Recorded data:
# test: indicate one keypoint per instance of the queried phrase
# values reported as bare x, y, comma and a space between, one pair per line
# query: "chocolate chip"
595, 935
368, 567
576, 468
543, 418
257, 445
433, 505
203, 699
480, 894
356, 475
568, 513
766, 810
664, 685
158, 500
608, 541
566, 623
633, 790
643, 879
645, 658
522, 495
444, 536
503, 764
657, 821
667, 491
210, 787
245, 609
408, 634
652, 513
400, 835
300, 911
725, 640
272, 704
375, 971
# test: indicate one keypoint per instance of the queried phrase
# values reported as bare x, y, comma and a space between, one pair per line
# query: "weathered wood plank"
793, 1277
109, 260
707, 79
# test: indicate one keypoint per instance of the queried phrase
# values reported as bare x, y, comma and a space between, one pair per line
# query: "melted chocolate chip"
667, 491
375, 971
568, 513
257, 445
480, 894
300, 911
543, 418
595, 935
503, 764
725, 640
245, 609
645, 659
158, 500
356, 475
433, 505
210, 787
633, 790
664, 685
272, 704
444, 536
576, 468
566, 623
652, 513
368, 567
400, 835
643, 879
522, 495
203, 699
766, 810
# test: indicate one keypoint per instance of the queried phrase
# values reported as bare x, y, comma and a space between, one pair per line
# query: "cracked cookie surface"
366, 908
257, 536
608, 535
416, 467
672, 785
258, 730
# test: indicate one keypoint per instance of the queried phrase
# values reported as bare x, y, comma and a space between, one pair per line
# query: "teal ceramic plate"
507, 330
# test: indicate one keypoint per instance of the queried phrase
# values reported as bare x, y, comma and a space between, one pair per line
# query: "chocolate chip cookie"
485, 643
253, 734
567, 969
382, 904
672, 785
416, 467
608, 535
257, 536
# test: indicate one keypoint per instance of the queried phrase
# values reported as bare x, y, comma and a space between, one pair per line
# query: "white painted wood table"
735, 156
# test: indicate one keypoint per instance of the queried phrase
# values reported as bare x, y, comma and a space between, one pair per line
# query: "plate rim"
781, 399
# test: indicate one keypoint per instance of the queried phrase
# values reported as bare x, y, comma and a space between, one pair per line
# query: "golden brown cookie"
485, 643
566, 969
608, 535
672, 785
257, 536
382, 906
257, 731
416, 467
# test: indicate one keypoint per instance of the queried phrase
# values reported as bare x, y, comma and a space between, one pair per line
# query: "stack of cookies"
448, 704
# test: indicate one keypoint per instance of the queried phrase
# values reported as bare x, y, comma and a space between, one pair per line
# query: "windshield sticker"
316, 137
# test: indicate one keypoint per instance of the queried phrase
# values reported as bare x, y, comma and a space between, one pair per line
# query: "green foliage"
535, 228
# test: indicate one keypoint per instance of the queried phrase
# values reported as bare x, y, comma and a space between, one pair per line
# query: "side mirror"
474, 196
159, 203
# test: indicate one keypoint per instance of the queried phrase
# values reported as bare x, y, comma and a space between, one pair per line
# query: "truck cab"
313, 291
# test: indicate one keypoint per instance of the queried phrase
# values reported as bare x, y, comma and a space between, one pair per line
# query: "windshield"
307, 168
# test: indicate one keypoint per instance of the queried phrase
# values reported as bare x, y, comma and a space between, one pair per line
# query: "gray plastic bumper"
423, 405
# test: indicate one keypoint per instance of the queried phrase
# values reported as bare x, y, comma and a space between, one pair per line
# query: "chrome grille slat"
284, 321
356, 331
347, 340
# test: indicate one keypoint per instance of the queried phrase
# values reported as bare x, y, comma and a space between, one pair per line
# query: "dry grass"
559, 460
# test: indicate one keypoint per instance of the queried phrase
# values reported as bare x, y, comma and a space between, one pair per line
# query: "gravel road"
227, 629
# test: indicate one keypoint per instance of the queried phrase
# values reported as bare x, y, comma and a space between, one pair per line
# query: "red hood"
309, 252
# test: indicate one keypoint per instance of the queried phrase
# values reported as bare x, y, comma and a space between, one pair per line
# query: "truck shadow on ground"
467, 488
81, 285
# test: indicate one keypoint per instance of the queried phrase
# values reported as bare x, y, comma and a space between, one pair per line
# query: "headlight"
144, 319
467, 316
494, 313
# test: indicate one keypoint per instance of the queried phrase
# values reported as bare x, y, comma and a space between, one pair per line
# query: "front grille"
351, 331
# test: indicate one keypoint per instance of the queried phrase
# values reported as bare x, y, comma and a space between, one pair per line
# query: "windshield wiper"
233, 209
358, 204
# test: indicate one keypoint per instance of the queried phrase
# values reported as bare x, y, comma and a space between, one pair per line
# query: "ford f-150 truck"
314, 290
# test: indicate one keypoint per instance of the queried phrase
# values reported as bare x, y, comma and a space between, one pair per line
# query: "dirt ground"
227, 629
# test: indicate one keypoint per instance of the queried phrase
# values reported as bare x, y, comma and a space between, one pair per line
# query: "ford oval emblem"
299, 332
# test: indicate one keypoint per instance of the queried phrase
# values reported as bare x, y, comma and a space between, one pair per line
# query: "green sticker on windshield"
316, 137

* _Required work_:
Collect every line of the records that contains the string "wood", matching case exactly.

* _Finished task_:
# query: "weathered wood plank"
# query: "white painted wood table"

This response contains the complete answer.